Repeat the passage of the email below about the resctrl patch word for word, from "Re: [PATCH] x86/resctrl: fix" up to and including "the failure symptom?".

» Text provided
···
Re: [PATCH] x86/resctrl: fix an imbalance in domain_remove_cpu

From: Qian Cai
Date: Tue Dec 10 2019 - 07:11:41 EST




> On Dec 10, 2019, at 2:44 AM, Ryan Chen <yu.chen.surf@xxxxxxxxx> wrote:
>
> Could you elaborate a little more on the failure symptom?
> If I understand correctly, the error you described was due to
> r->mon_capable set to false while is_mbm_enabled() returns true?

Yes.

> Which means on this platform rdt_mon_features is non zero?

No idea. I did add some debug code that indicated resctrl_online_cpu() found 3 resources in for_each_capable_rdt_resource(r). Only the first one set r->mon_capable.

> And in get_rdt_mon_resources() it will invoke rdt_get_mon_l3_config(),
> however the only possible failure to do not set r->mon_capable is that it
> failed in dom_data_init() due to kcalloc() failure? Then the logic in

Very likely. Should be easy to confirm.

> get_rdt_resources() is that it will ignore the return error if rdt allocate
> feature is supported on this platform? If

Yes.
···
» Rows from a collection
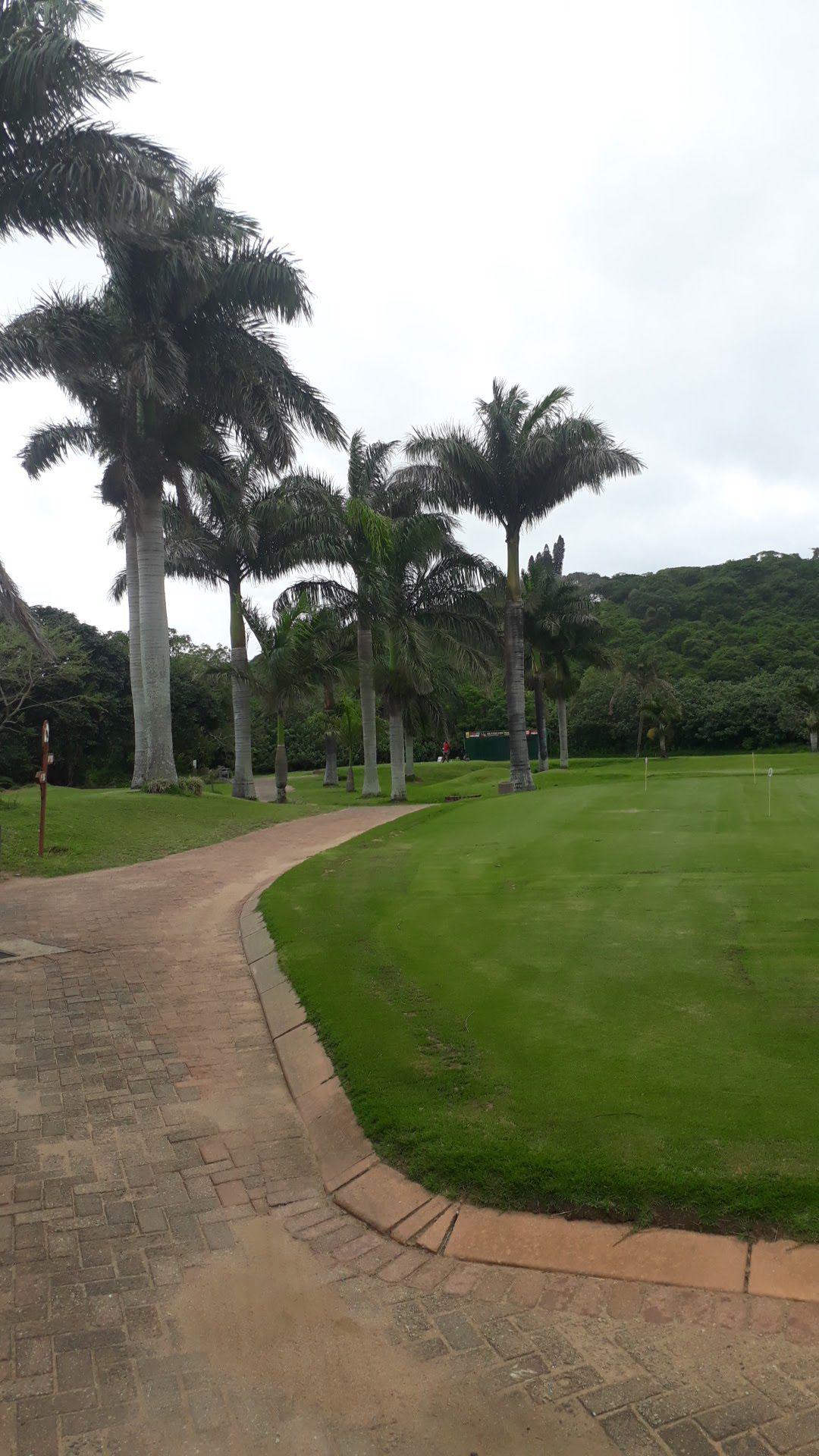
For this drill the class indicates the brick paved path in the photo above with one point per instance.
(174, 1279)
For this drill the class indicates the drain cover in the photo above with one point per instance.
(18, 948)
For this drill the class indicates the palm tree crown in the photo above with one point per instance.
(60, 169)
(518, 463)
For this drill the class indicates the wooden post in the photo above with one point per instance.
(42, 777)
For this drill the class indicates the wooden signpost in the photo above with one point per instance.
(42, 780)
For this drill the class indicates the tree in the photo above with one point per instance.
(226, 538)
(181, 335)
(561, 632)
(297, 653)
(349, 730)
(808, 695)
(661, 712)
(61, 171)
(50, 670)
(515, 468)
(17, 613)
(431, 610)
(645, 677)
(354, 539)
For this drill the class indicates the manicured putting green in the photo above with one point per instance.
(588, 998)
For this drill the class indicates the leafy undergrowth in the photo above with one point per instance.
(592, 999)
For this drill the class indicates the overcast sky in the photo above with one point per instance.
(620, 197)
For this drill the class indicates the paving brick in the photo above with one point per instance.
(686, 1439)
(745, 1446)
(792, 1432)
(570, 1382)
(736, 1416)
(507, 1340)
(620, 1392)
(458, 1331)
(232, 1194)
(74, 1370)
(34, 1356)
(630, 1436)
(672, 1405)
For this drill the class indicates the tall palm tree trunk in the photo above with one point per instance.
(371, 786)
(136, 653)
(563, 730)
(243, 786)
(541, 717)
(280, 762)
(153, 639)
(330, 746)
(521, 770)
(397, 772)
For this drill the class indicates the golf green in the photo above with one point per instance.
(596, 998)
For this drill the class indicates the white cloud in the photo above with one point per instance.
(621, 199)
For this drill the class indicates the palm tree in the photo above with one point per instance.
(561, 632)
(18, 615)
(349, 730)
(63, 171)
(181, 337)
(645, 679)
(515, 468)
(808, 695)
(218, 538)
(661, 712)
(297, 654)
(354, 539)
(337, 666)
(433, 609)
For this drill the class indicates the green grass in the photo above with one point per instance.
(98, 829)
(589, 998)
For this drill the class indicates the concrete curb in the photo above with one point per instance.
(388, 1201)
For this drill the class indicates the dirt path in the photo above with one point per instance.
(175, 1280)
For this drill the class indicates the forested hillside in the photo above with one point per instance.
(722, 623)
(736, 641)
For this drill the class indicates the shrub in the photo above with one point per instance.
(190, 783)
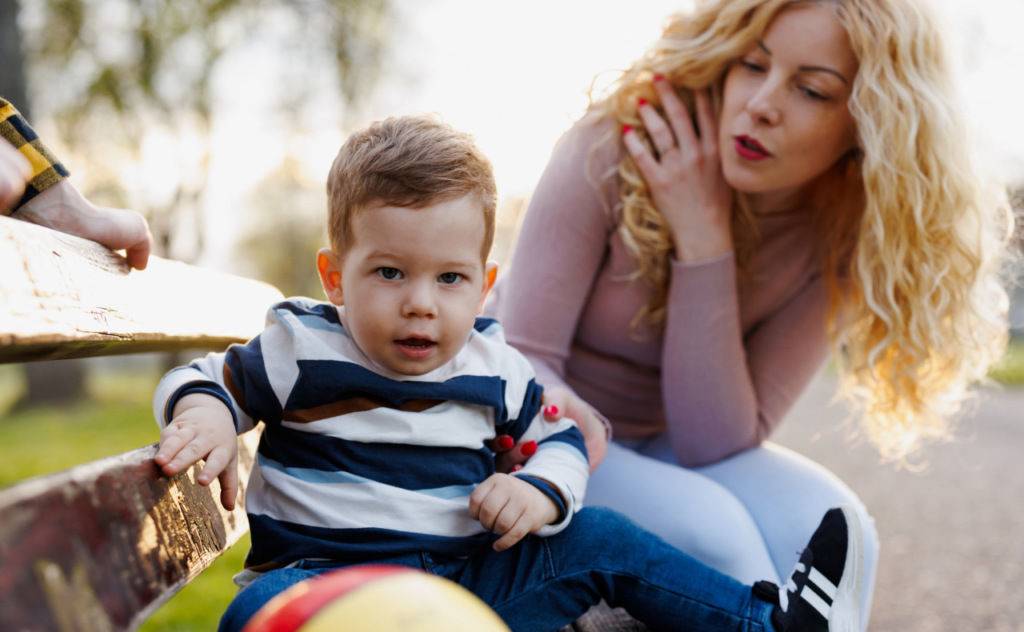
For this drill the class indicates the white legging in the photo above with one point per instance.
(749, 515)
···
» The answer
Re: [PATCH] x86/resctrl: fix an imbalance in domain_remove_cpu

From: Qian Cai
Date: Tue Dec 10 2019 - 07:11:41 EST




> On Dec 10, 2019, at 2:44 AM, Ryan Chen <yu.chen.surf@xxxxxxxxx> wrote:
>
> Could you elaborate a little more on the failure symptom?